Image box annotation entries
────
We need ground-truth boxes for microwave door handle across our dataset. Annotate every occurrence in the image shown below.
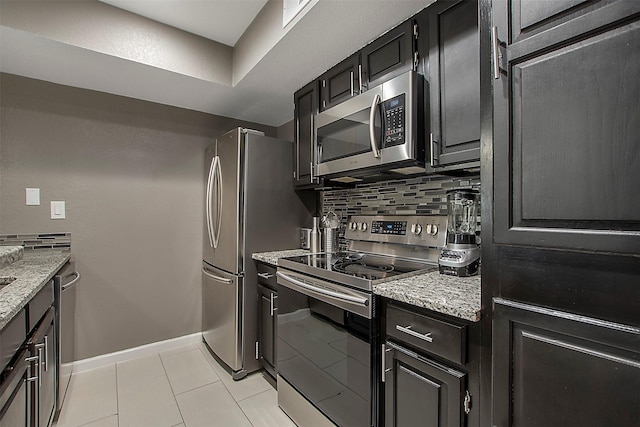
[369,93,380,159]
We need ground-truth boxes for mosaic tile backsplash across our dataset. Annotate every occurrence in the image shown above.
[0,233,71,250]
[322,174,480,249]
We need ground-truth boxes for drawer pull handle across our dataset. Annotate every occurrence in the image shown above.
[396,325,433,342]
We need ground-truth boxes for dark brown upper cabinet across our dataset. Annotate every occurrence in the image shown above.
[360,20,417,90]
[293,80,321,189]
[319,53,361,111]
[493,0,640,255]
[420,0,480,171]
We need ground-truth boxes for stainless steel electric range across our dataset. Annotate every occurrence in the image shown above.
[277,215,447,427]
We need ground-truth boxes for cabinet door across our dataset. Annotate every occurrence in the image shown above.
[493,0,640,255]
[293,80,320,188]
[38,318,56,427]
[384,342,466,427]
[427,0,480,168]
[493,299,640,427]
[360,20,414,90]
[258,285,277,374]
[319,53,362,111]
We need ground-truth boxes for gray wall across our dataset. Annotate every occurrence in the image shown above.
[0,74,276,359]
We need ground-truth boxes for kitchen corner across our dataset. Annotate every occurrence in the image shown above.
[0,249,71,329]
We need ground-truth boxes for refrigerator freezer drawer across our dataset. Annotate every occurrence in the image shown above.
[202,264,243,371]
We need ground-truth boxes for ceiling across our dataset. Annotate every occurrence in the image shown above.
[100,0,267,46]
[0,0,434,126]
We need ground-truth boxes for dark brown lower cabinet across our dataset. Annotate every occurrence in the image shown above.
[381,300,479,427]
[493,298,640,427]
[257,263,278,378]
[385,341,467,427]
[27,308,56,427]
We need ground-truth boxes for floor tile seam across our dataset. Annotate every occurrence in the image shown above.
[236,390,271,404]
[160,350,222,397]
[158,353,187,426]
[222,380,267,403]
[174,380,228,402]
[78,414,120,427]
[176,380,253,426]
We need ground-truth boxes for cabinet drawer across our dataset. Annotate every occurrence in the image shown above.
[386,305,467,365]
[258,263,277,290]
[0,310,27,374]
[29,280,53,331]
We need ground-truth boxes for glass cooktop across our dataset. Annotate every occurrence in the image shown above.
[278,253,438,290]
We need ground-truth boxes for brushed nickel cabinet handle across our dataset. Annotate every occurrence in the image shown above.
[491,27,500,80]
[396,325,433,342]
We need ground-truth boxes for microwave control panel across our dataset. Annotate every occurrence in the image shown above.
[383,93,405,147]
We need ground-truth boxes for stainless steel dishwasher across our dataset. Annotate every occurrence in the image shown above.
[53,260,80,419]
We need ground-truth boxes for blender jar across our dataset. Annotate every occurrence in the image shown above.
[447,190,480,244]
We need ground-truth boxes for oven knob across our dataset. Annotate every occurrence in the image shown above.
[411,224,422,236]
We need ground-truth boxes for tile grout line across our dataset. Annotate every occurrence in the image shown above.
[156,353,187,427]
[196,346,258,426]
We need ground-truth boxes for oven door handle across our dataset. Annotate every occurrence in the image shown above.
[276,271,369,307]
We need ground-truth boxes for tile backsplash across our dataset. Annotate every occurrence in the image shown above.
[0,233,71,250]
[322,174,481,249]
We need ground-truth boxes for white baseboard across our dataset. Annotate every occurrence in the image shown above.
[73,332,202,373]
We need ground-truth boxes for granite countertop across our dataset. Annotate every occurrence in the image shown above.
[252,249,481,322]
[0,246,24,268]
[373,270,481,322]
[0,249,71,329]
[251,249,310,267]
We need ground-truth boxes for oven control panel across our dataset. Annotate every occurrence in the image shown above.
[371,221,407,236]
[345,215,447,248]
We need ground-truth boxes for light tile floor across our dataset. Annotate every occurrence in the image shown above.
[54,343,295,427]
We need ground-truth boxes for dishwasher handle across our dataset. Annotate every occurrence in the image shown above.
[60,271,80,291]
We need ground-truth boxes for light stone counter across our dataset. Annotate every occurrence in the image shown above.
[0,246,24,268]
[0,249,71,329]
[252,249,481,322]
[373,270,481,322]
[251,249,309,267]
────
◆ **DIRECTIVE**
Can you retype each entry above word for word, leaving the pictures out of your answer?

◆ **RESPONSE TO THE EXERCISE**
We need ground-truth boxes for microwave door handle across our dataset. Annotate every occurrence in the image shown below.
[369,93,380,159]
We need ground-truth boxes for mosaic tile backsplash across our dataset. Annotate every occurrence in the image shown above.
[0,233,71,250]
[322,174,480,249]
We need ground-truth boxes for drawer pull handle across our dataset. Annotate every occurrence in the image shown above.
[396,325,433,342]
We need ground-truth boxes for dark brown upper cabinet across our dataset. Annotate every occurrence in the image shown above.
[360,20,417,90]
[293,80,321,189]
[319,53,361,111]
[493,0,640,255]
[420,0,480,171]
We need ground-truth boxes for stainless steel electric range across our dataset. Annotate every occurrence in the image shown above.
[277,215,447,427]
We need ground-truth boxes for cabinet door across our dataset. Annotate every occurrence in the image shown above.
[493,0,640,255]
[293,80,320,188]
[38,318,56,427]
[384,342,466,427]
[427,0,480,168]
[493,299,640,427]
[360,20,414,90]
[258,285,277,374]
[319,53,362,111]
We need ground-truth boxes for gray wall across our dataset. Annotate every occurrence in the image shown above.
[0,74,276,359]
We need ground-truth boxes for kitchen corner across our dataset. Annotate every occurrence in the image shown above.
[0,249,71,329]
We need ground-truth boxes for refrigerator freezer drawer across our dataset. Annotate every occurrence in the image shown above.
[202,264,243,371]
We need ground-truth boxes for ceiling across our dataset. Annotate every occurrence in the image shown above.
[100,0,267,46]
[0,0,434,126]
We need ground-truth boxes for dark brown lower cabinet across our dataset. Annotate every occurrence in the image shown above.
[381,300,479,427]
[493,298,640,427]
[257,263,278,378]
[385,341,467,427]
[27,308,56,427]
We need ground-truth boxes for floor tile seam across our dataset. Annotate every occurrence in the image shown above.
[236,390,271,404]
[160,350,222,397]
[158,353,187,426]
[222,380,267,403]
[174,380,228,402]
[78,414,120,427]
[176,380,253,426]
We need ground-truth boxes for cabinet drawer across our dataset. Annotate every occurrence in the image shown above.
[386,305,467,365]
[258,263,277,290]
[0,310,27,374]
[29,280,53,331]
We need ground-truth boxes for glass cooktop across our dataset. Annotate every occurrence in the image shown above.
[278,253,438,290]
We need ground-truth boxes for brushed nickel cabinet handle across our dataset. Annotate every occurrence in the image shown above.
[491,27,500,80]
[396,325,433,342]
We need ground-truth boxes for microwave control panel across our dataset. Annotate every occurrence in the image shown above.
[383,93,405,147]
We need ground-truth boxes for stainless steel dishwasher across our dataset. Annotate every occurrence in the image shown above.
[53,260,80,419]
We need ground-truth boxes for blender jar across our dataset. Annotate every occurrence in the image shown above.
[447,190,480,244]
We need ground-truth boxes for oven knob across our dataset. Annotate every occurrence in the image shown above.
[411,224,422,236]
We need ground-truth boxes for tile grout line across our dataset. Annotate every occurrence in the image shown above.
[156,353,187,427]
[196,346,258,426]
We need ground-truth boxes for oven door handle across our dataset. Annotate every occurrence in the image shown above.
[276,271,369,307]
We need ground-truth boxes for tile backsplash across our dataset. Annotate every occurrence in the image shown above.
[0,233,71,250]
[322,174,481,249]
We need ground-truth boxes for white baseboard across our dataset. Annotate every occurrence in the image shown above.
[73,332,202,373]
We need ground-truth boxes for granite countertop across our dataset. Annotate every occurrence in the image shown above.
[252,249,481,322]
[0,246,24,268]
[373,270,481,322]
[0,249,71,329]
[251,249,310,267]
We need ground-truth boxes for oven control panel across our dataset. Annotate every occurrence in the image shown above.
[371,221,407,236]
[345,215,447,248]
We need ground-truth boxes for light tile floor across our dataset. Annotate every occurrence in the image shown above.
[54,343,295,427]
We need ground-truth boxes for dishwasher handle across our dataset. Annotate every occurrence in the image shown above.
[60,271,80,291]
We need ground-truth boxes for light stone counter across our dataset. Annotate every occurrence in the image shown above.
[0,246,24,268]
[0,249,71,329]
[252,249,481,322]
[373,270,481,322]
[251,249,309,267]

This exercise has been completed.